Pada hari Sabtu, 21 Juni 2025, Himpunan Mahasiswa Televisi dan Film (HIMAFISI) turut menghadiri pementasan teater berjudul “Dhemit” yang digelar oleh mahasiswa Jurusan Sastra Indonesia angkatan 2022 (Aksara Giandra), Fakultas Ilmu Budaya, Universitas Jember. Acara berlangsung meriah di Gedung Keluarga Alumni Universitas Jember (KAUJE) dan menjadi ajang pertunjukan seni yang memadukan unsur tradisional dan atmosfer horror khas budaya lokal. Pementasan teater “Dhemit” adalah pementasan teater dengan jenis fantasi yang mengusung genre horror sesuai dengan judul pementasan ini. Teater ini menceritakan tentang manusia yang ingin merampas tempat tinggal “roh halus” kemudian muncul konflik perdebatan antara manusia dan “roh halus”, yang dibalut dengan nilai komedi yang menghibur penonton.

= Daftar Baris =

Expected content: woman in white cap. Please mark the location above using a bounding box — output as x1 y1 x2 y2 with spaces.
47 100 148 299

--

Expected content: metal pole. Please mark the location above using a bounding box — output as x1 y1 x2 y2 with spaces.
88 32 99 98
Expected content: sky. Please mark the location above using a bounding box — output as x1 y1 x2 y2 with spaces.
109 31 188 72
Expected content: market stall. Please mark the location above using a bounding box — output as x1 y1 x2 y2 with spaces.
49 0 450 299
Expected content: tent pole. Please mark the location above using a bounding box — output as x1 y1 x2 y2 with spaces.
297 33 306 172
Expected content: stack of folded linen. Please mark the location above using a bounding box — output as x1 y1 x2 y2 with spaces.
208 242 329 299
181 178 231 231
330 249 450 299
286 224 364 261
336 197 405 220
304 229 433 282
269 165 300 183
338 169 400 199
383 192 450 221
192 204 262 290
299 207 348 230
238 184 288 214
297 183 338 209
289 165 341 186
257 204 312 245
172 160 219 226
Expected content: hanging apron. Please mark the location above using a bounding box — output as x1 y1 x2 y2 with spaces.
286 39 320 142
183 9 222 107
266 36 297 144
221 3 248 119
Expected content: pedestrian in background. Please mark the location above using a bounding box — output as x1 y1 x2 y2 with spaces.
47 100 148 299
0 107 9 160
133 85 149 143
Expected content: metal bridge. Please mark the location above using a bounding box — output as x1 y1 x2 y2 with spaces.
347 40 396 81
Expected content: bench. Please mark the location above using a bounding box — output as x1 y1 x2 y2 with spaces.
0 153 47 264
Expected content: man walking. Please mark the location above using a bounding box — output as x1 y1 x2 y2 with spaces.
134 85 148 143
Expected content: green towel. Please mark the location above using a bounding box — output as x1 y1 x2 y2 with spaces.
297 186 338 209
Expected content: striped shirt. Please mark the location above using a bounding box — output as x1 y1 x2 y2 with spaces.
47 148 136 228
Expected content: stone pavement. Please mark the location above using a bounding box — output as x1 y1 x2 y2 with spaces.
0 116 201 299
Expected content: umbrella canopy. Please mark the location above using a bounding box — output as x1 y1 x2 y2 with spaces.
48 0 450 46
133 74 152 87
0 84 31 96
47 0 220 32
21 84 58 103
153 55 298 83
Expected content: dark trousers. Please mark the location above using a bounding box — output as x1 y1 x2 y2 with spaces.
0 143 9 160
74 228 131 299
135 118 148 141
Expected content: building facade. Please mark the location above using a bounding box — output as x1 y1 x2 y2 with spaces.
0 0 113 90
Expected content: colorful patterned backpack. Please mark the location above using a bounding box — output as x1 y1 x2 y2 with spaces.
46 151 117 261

---

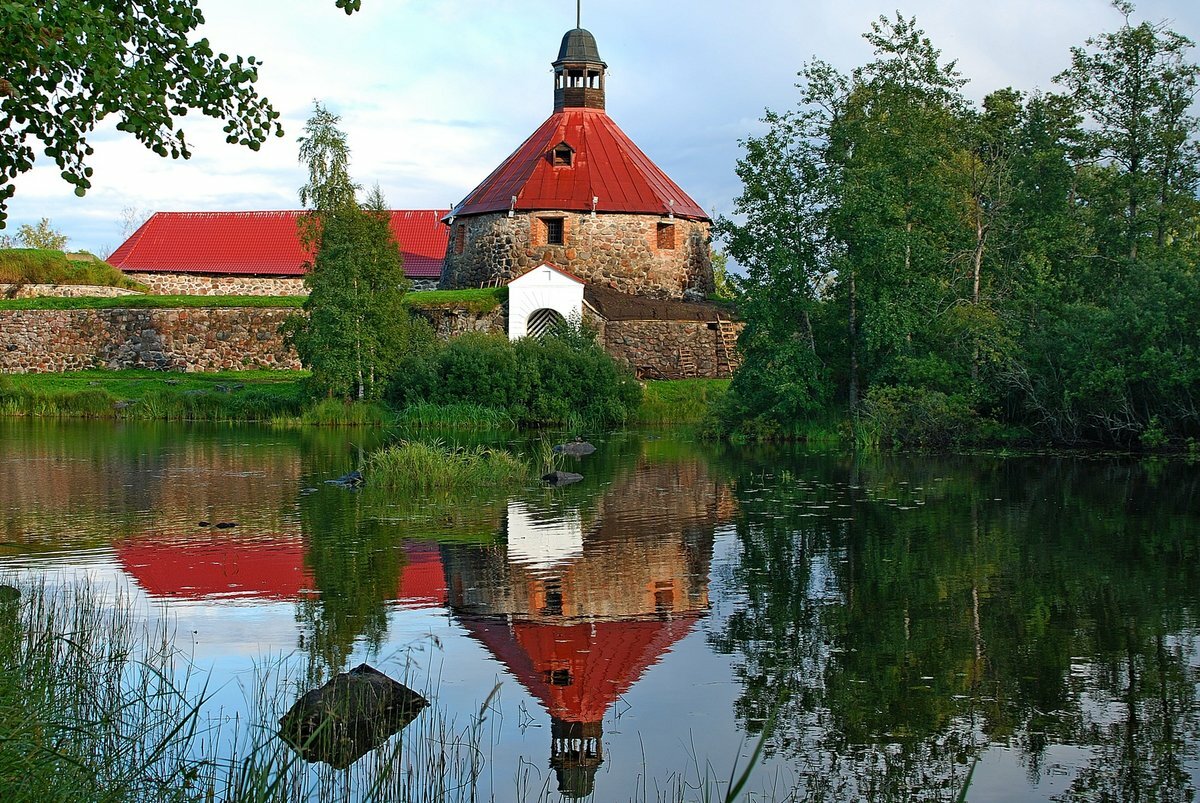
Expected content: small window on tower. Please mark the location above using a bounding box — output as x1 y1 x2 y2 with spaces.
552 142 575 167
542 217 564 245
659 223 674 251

= Tugas Anda =
Salin kembali seluruh kutipan tentang pementasan teater Dhemit tanpa mengubah satu kata pun.

= Jawaban Tertulis =
Pada hari Sabtu, 21 Juni 2025, Himpunan Mahasiswa Televisi dan Film (HIMAFISI) turut menghadiri pementasan teater berjudul “Dhemit” yang digelar oleh mahasiswa Jurusan Sastra Indonesia angkatan 2022 (Aksara Giandra), Fakultas Ilmu Budaya, Universitas Jember. Acara berlangsung meriah di Gedung Keluarga Alumni Universitas Jember (KAUJE) dan menjadi ajang pertunjukan seni yang memadukan unsur tradisional dan atmosfer horror khas budaya lokal. Pementasan teater “Dhemit” adalah pementasan teater dengan jenis fantasi yang mengusung genre horror sesuai dengan judul pementasan ini. Teater ini menceritakan tentang manusia yang ingin merampas tempat tinggal “roh halus” kemudian muncul konflik perdebatan antara manusia dan “roh halus”, yang dibalut dengan nilai komedi yang menghibur penonton.